Retype the full set of records. Keep every character identical.

⁂

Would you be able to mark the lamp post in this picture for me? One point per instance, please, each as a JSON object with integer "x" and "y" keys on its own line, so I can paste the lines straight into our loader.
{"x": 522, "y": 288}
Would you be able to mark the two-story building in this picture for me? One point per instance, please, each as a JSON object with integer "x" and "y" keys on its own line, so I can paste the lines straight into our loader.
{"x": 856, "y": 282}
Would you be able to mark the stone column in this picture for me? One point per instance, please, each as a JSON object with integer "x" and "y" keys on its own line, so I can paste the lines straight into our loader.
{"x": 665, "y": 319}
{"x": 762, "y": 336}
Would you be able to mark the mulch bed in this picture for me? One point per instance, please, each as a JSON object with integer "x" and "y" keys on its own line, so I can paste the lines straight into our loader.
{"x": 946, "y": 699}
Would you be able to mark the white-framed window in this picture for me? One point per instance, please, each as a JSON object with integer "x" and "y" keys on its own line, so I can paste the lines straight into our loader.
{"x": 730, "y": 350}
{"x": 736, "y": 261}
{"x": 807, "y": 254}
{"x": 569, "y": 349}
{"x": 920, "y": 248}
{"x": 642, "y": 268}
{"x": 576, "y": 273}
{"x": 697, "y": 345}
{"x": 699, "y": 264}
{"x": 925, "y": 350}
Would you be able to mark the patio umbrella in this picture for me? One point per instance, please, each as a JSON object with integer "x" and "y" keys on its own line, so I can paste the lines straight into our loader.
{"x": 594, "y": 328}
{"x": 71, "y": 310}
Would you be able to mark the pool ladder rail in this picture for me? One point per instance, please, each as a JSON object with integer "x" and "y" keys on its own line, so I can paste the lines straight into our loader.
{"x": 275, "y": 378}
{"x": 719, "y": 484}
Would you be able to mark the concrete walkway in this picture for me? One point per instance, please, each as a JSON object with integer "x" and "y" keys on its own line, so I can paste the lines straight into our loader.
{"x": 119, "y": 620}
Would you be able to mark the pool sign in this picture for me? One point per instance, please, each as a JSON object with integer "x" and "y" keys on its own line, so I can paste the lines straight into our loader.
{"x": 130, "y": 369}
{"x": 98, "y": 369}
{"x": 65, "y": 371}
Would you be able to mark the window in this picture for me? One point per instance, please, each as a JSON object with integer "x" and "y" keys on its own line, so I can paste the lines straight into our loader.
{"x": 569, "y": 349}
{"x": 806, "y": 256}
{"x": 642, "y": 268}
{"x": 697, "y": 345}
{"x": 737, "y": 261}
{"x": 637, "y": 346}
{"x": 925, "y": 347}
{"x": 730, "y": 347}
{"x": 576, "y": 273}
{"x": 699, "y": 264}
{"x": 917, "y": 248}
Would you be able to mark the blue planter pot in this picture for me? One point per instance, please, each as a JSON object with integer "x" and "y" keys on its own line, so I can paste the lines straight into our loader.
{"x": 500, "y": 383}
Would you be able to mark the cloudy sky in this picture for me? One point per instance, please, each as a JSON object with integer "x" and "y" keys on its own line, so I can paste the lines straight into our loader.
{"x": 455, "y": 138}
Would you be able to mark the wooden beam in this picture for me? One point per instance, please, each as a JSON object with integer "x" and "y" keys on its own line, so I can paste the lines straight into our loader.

⁂

**Exercise solution:**
Would you be able to mark the lamp post in this picture for me? One point per instance, please, each as a JSON object with integer "x" and "y" keys on its own line, so I can paste the lines straight into our loader.
{"x": 522, "y": 288}
Would you be able to mark the two-story building in this picture for me? One point per instance, please, each as a JSON object with integer "x" and "y" keys on its own line, so I can paste the lines straight into our loader.
{"x": 856, "y": 282}
Would you be able to mark the stone column in this picture for me? One point per instance, please, each as a JSON object with integer "x" and "y" keys on its own line, so I can paste the lines straight into our loader.
{"x": 665, "y": 319}
{"x": 762, "y": 336}
Would you be able to mark the mulch bed in this picture for me? One point per instance, please, each as a JSON object with integer "x" and "y" keys on its own line, so I can paste the lines straight into our loader.
{"x": 946, "y": 699}
Would you be able to mark the white-framed window in this picture for me? One point per instance, please, each as a JSON object with integer "x" and "y" keys on its own line, so I can paste the lines straight into our loader.
{"x": 730, "y": 350}
{"x": 736, "y": 261}
{"x": 807, "y": 254}
{"x": 569, "y": 349}
{"x": 920, "y": 248}
{"x": 642, "y": 268}
{"x": 576, "y": 273}
{"x": 697, "y": 345}
{"x": 699, "y": 264}
{"x": 925, "y": 350}
Would you be able to mark the patio umbrella in this picture for me? One point per instance, please, each as a JSON object with integer "x" and "y" keys on its own line, so I can paste the lines straight into our loader.
{"x": 594, "y": 328}
{"x": 71, "y": 310}
Would you be able to mark the pool ladder rail in this picture for me? One point per instance, please, each as a JSON object with integer "x" and "y" keys on its own line, so I can paste the lines straight into our loader.
{"x": 275, "y": 378}
{"x": 719, "y": 484}
Would you be able to mark the concrete walkway in this picture for me? One point per instance, please, each as a JSON object with integer "x" and "y" keys on its own line, so I can paste the lines straight into our loader.
{"x": 119, "y": 620}
Would you be able to mark the pool sign in this picture for me? One point per instance, please, each as a JSON object with integer "x" and "y" keys on its own line, so I can paste the lines straight into our loader.
{"x": 130, "y": 369}
{"x": 98, "y": 369}
{"x": 65, "y": 371}
Would you be able to mark the window in this picture for me? One point per instance, please, each as a JSON object with integer "x" and "y" keys on its own line, so I can paste the lines straight into our loader.
{"x": 569, "y": 349}
{"x": 806, "y": 256}
{"x": 642, "y": 268}
{"x": 697, "y": 345}
{"x": 737, "y": 261}
{"x": 637, "y": 346}
{"x": 925, "y": 347}
{"x": 730, "y": 347}
{"x": 576, "y": 273}
{"x": 699, "y": 264}
{"x": 917, "y": 248}
Would you be able to mark the blue planter pot in this picture for me? One point per instance, please, each as a JSON object with integer "x" and "y" keys on its own line, so I can paste the lines straight into our loader.
{"x": 500, "y": 383}
Would you be able to mark the cloudy sky in this picture for me? One point per instance, please, each as a JSON object with integer "x" and "y" keys on its own line, so I can paste the lines straight into our loader.
{"x": 455, "y": 138}
Would you be able to mark the wooden beam in this picture for me? One point per instance, please, each as a JSON object with integer "x" and "y" keys on its own line, so I can paste the lines straight into our loader.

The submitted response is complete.